Records in a dataset:

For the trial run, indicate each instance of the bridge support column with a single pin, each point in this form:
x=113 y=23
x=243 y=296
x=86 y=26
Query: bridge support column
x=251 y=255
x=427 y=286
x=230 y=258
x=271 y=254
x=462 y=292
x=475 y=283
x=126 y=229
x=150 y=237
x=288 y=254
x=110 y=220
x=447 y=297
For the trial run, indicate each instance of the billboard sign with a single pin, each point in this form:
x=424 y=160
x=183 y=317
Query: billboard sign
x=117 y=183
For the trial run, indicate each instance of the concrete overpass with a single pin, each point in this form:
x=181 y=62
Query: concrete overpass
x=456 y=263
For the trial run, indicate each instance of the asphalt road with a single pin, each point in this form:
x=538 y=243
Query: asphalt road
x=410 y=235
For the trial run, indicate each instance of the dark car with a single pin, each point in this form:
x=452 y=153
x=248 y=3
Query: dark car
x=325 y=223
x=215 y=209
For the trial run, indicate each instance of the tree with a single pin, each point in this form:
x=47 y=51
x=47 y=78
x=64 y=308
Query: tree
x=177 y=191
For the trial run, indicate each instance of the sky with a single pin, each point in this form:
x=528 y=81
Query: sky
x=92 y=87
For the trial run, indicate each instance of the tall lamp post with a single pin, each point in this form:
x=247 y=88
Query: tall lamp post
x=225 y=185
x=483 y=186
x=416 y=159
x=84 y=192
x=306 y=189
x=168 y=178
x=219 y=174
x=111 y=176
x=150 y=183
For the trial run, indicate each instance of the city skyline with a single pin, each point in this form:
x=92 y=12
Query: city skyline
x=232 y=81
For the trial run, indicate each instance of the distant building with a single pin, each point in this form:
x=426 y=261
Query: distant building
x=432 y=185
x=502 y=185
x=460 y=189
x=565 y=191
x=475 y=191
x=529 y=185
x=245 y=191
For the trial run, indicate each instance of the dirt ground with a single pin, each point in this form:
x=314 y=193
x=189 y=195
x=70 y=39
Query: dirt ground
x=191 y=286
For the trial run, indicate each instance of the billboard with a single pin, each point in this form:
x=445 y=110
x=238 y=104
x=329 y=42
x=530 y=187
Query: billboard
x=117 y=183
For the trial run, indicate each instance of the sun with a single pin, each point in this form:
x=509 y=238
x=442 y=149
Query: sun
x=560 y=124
* * *
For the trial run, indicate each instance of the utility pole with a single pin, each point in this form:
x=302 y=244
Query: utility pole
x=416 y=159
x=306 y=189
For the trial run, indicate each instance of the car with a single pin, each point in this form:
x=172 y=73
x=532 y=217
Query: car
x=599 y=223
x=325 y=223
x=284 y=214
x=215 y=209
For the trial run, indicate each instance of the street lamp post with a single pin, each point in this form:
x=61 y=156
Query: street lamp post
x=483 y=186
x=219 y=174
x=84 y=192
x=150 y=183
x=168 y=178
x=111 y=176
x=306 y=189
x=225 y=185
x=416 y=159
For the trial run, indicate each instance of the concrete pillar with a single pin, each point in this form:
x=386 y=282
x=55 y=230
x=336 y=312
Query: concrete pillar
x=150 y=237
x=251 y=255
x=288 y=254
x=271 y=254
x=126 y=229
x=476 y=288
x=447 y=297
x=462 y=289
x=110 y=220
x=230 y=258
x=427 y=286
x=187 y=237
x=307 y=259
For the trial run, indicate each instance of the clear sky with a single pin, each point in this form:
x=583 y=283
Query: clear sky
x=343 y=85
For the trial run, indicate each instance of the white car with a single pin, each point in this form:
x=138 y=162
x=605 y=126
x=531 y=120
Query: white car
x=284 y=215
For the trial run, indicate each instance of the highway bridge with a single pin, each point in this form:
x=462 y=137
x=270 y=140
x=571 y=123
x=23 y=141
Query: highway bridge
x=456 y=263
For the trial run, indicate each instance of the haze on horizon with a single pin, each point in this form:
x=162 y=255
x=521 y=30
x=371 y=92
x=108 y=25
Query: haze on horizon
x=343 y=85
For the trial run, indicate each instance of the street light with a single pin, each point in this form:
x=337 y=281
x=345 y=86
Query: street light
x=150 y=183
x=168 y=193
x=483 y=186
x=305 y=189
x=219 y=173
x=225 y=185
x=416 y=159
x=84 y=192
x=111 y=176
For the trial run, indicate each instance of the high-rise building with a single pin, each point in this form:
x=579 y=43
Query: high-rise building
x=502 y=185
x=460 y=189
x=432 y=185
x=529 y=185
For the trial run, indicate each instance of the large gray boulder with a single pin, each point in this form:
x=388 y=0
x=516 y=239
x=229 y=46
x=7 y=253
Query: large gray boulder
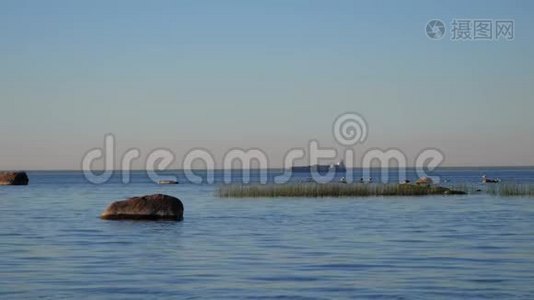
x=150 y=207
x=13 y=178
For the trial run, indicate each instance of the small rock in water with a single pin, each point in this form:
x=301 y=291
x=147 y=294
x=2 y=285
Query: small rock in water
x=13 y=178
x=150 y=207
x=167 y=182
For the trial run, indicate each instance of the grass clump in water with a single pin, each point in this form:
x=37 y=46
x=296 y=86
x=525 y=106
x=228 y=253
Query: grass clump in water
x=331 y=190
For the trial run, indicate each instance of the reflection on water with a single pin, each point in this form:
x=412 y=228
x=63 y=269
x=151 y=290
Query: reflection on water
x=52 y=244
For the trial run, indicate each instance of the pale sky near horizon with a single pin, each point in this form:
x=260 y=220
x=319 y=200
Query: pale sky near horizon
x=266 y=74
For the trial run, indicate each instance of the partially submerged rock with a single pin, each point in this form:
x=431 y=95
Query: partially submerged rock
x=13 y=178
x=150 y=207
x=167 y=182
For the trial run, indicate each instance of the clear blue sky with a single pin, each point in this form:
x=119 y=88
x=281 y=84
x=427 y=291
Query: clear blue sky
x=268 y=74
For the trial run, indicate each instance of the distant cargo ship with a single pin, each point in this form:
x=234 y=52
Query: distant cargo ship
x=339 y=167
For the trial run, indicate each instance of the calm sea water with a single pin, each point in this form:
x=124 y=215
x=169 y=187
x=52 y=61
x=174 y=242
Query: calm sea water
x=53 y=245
---
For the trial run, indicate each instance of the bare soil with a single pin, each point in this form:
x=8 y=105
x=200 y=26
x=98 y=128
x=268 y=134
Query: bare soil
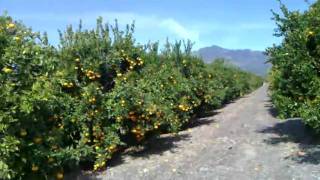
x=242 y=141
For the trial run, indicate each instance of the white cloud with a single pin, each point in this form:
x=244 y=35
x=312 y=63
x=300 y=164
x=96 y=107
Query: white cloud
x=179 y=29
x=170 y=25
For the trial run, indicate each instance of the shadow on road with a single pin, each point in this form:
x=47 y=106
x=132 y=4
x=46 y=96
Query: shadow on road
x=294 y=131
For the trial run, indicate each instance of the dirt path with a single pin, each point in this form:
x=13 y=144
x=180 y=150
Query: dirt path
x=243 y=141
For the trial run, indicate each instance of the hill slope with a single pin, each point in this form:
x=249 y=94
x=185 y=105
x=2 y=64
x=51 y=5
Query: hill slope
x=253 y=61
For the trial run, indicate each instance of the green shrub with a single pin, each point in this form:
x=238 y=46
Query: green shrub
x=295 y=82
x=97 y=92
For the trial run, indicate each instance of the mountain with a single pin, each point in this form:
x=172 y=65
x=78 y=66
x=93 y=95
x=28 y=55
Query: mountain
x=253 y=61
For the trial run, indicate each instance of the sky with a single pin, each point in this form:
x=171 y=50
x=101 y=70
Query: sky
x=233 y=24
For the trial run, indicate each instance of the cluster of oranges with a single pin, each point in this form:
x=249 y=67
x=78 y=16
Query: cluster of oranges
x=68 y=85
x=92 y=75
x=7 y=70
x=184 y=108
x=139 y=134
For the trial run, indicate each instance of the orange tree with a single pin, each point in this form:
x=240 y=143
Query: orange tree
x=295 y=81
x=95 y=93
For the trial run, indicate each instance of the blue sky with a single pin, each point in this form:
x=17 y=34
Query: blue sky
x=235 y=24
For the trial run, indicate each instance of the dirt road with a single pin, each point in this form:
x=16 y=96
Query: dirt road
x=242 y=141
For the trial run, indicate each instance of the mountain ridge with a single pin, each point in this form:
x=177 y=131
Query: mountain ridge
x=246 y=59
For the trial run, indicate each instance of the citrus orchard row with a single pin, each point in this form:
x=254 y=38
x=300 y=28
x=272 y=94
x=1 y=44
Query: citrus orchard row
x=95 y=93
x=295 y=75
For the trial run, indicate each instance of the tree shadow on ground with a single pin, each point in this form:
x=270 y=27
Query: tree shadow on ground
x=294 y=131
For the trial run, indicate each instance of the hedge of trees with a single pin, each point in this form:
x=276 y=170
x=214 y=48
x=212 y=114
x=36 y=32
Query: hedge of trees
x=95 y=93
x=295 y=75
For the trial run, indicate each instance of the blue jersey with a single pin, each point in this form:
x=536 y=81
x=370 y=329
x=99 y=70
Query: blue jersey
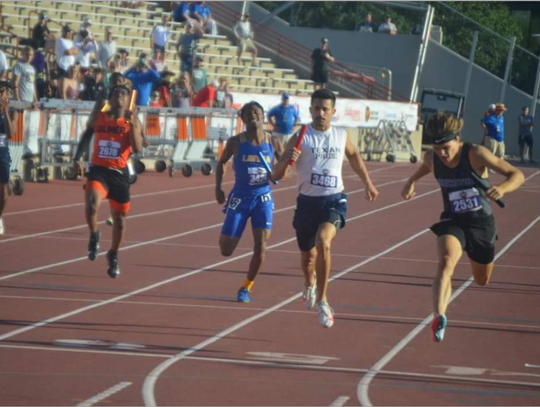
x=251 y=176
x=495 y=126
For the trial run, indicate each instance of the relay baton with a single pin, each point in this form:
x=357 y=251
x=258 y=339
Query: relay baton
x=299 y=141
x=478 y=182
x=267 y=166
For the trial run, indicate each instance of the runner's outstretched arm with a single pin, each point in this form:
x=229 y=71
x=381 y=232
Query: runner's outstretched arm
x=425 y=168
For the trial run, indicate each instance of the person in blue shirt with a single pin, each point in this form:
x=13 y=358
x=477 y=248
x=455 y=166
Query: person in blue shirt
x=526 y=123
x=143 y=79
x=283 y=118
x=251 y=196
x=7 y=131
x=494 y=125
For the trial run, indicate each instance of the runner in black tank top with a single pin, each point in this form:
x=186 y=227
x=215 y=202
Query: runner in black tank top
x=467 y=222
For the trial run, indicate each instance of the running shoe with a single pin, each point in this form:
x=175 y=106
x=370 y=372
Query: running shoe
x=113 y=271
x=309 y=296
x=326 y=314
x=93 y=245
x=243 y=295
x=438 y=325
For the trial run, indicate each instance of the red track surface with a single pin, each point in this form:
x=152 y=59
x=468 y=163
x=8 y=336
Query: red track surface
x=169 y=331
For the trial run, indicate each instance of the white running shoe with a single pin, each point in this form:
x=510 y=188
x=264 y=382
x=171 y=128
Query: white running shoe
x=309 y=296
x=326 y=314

• **What to work on**:
Give the lines of the data as a numbered list, from the line with "For the trial run, indicate each instance of the orange" up to and including the line with "x=267 y=166", with blank lines left out. Leave the pictures out of the answer.

• **Answer to this exercise**:
1. For the trial run, indicate each instance of the orange tree with a single pin, each point in this form:
2. x=240 y=143
3. Query: orange tree
4. x=295 y=81
5. x=95 y=93
6. For the trial run, indicate each instance of the blue sky with a single pin, each point in this form:
7. x=17 y=34
8. Query: blue sky
9. x=235 y=24
10. For the trial run, indicate each instance of the dirt road with a single pin, each point in this form:
11. x=16 y=96
12. Query: dirt road
13. x=242 y=141
14. For the trial run, indicate each instance of the mountain ridge with a single pin, each point in this form:
15. x=177 y=131
16. Query: mountain ridge
17. x=246 y=59
18. For the trial run, indicate each instance of the citrus orchard row with a single pin, each point in this form:
19. x=254 y=38
20. x=300 y=28
21. x=272 y=94
22. x=1 y=44
23. Query: citrus orchard row
24. x=95 y=93
25. x=295 y=75
26. For the trial run, indicate each instance of the tree shadow on ground with a single pin, each point in this form:
27. x=270 y=27
28. Query: tree shadow on ground
29. x=294 y=131
30. For the trial run, indicate each instance of the hedge of trees with a single pin, each point in this form:
31. x=276 y=170
32. x=214 y=48
33. x=212 y=114
34. x=36 y=32
35. Query: hedge of trees
36. x=95 y=93
37. x=295 y=75
38. For the trial run, indicate each instance of the blue jersey with a single pin, each point in this form:
39. x=536 y=81
40. x=370 y=329
41. x=99 y=70
42. Query: blue jersey
43. x=251 y=176
44. x=495 y=126
45. For the trial run, indicate each instance of the relay baton with a single pin, each point in this form:
46. x=357 y=251
47. x=258 y=339
48. Query: relay baton
49. x=299 y=141
50. x=478 y=182
51. x=267 y=166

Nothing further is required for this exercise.